**Given instruction:** Give back every line of the records below verbatim, with nothing altered.

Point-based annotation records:

==================================================

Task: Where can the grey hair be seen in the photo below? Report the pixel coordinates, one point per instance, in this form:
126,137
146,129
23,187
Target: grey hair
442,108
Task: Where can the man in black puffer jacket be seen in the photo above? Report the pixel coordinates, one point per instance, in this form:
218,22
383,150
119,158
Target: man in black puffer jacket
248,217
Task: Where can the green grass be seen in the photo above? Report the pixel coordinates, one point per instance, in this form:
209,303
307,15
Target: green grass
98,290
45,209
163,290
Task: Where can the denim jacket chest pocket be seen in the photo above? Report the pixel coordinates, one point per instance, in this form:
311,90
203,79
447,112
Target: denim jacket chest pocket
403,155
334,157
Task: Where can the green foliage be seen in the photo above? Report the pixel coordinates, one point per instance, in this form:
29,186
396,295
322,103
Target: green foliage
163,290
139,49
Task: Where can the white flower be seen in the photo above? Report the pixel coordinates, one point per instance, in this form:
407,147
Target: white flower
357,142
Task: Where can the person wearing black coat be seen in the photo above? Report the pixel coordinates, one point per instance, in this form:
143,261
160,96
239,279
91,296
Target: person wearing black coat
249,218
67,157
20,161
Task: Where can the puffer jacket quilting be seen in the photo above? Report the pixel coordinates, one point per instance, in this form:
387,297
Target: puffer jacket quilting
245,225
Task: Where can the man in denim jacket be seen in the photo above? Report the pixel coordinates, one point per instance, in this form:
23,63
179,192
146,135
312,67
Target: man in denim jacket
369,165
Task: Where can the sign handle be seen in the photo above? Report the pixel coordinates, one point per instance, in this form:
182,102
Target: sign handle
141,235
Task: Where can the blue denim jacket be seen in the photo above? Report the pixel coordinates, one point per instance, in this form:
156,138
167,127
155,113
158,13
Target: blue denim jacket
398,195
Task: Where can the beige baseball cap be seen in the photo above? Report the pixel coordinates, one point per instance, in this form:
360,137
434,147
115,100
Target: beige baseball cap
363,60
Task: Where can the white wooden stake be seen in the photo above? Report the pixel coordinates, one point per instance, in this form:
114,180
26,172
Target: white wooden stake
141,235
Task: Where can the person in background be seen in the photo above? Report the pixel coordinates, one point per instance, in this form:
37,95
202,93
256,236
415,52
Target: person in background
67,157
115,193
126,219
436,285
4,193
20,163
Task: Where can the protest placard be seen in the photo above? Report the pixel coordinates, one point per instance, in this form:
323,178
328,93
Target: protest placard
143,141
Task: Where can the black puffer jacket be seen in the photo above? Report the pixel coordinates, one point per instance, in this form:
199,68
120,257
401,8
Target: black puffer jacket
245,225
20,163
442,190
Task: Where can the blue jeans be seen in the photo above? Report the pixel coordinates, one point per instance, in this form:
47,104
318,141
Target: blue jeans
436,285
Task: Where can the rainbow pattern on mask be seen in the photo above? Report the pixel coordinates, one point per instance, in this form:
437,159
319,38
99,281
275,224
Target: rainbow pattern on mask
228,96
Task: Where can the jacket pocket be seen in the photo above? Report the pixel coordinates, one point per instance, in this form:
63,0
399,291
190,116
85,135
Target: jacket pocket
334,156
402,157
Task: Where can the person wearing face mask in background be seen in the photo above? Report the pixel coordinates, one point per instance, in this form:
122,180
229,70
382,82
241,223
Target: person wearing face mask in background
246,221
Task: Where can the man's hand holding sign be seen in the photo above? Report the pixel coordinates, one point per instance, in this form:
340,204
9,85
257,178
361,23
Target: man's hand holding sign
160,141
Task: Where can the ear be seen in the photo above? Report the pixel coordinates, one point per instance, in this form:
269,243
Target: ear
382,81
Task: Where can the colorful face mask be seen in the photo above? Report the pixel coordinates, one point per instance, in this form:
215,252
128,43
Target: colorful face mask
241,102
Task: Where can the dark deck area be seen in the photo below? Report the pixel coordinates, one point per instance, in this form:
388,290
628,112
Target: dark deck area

==================================================

**Written solution:**
Task: Where can the grey hair be seen in the photo below? Report the pixel coordinates, one point per instance, in this form:
126,137
146,129
23,187
Target: grey hair
442,108
Task: Where can the man in black puffer jacket be seen in the photo above? Report the pixel coordinates, one point per instance, in this form:
218,22
383,150
119,158
Target: man in black puffer jacket
248,217
Task: Where can the green grass be seen in the photo above? Report the pixel coordinates, one point per instance, in this form:
209,303
307,15
Target: green grass
98,290
45,209
163,290
Task: Where can the denim jacket chest pocket be seen in the photo above? Report the pixel coordinates, one point per instance, in this form:
311,90
203,79
447,112
Target: denim jacket chest pocket
403,155
334,157
Task: Where can the green foliage be seen in the photo above? Report the pixel coordinates, one point per instance, in this form:
29,186
396,295
322,103
Target: green foliage
163,290
139,49
Task: Where can the white flower be seen in the photo above? Report the pixel coordinates, one point per instance, in this form:
407,147
Target: white flower
357,142
Task: Where can the person wearing black coat be seen in the photo above? Report the pixel coordinates, one point per instance, in this form:
143,261
160,96
239,279
91,296
Target: person wearing black coat
249,218
67,157
20,161
Task: Where can the puffer jacket quilting be seen in the photo above? Report the pixel coordinates, one point per instance, in this form:
387,297
Target: puffer jacket quilting
245,225
Task: Where can the man in denim jacket be seen in the photo above? Report the pixel coordinates, one point per instance, in this form:
23,63
179,192
146,135
312,67
Target: man in denim jacket
369,165
Task: Where can the sign handle be seen in the photo above? Report the pixel coordinates, one point per instance, in this form:
182,102
Target: sign handle
141,235
Task: Where can the blue denim jacket be seen in the photo above? Report the pixel coordinates, one point per instance, in this form:
156,138
167,127
155,113
158,13
Target: blue denim jacket
398,195
Task: Where can the beige baseball cap be seen in the photo above? Report the pixel coordinates, one point per instance, in this form:
360,137
434,147
115,100
Target: beige baseball cap
363,60
Task: Where can the white wooden stake be seen in the photo above? Report the pixel coordinates, one point per instance, in this form:
114,180
26,172
Target: white wooden stake
141,235
Task: Where can the person in background be seen in the photo above? Report the pixel coordinates, one point per instance, in this form:
37,95
202,93
256,236
415,52
Target: person in background
67,157
115,193
126,219
436,285
4,193
20,163
Task: Where can the protest placard be seen in the photo above? Report the pixel coordinates, one point per instance, in this form:
323,178
328,93
Target: protest placard
143,141
Task: Where can the black puffer jacket be seen in the photo above? Report the pixel coordinates, one point per instance, in this form:
199,68
120,257
401,8
Target: black puffer jacket
245,225
20,163
442,190
Task: Where can the blue jeans be seen in the photo above? Report the pixel coordinates, one point per instance, in this form:
47,104
318,141
Target: blue jeans
436,285
Task: Where can the rainbow pattern on mask be seen in the photo above? Report the pixel coordinates, one point per instance, in this form:
437,159
319,38
99,281
275,224
Target: rainbow pattern on mask
228,96
Task: Where can the jacket pocket be seen in the photo above? Report the pixel coordinates, one point per instance, in this form:
63,0
399,291
190,116
85,135
Target: jacket pocket
334,156
402,157
Task: Where can the person wearing face mask in background be seen in the photo above? Report the pixel coordinates, one point per instance, in this form:
122,180
229,70
382,82
241,223
Target: person wearing face mask in background
246,221
Task: Where can the man's hand holding sign be seen in the photo above? Report the pixel coordinates, one point per instance, in this form:
340,204
9,85
257,178
361,23
Target: man's hand holding sign
160,141
Task: Where can the ear be seen in the photo above? Report the pixel coordinates, one point per instance, in this form:
269,243
Target: ear
382,81
Task: Where can the colorful face mask be seen in the photo above? Report the pixel coordinates, one point per instance, in this form:
215,252
128,43
Target: colorful face mask
241,102
Task: Where can the dark deck area be seen in the photo below? Report the pixel coordinates, one point per instance, in this form:
388,290
628,112
Target: dark deck area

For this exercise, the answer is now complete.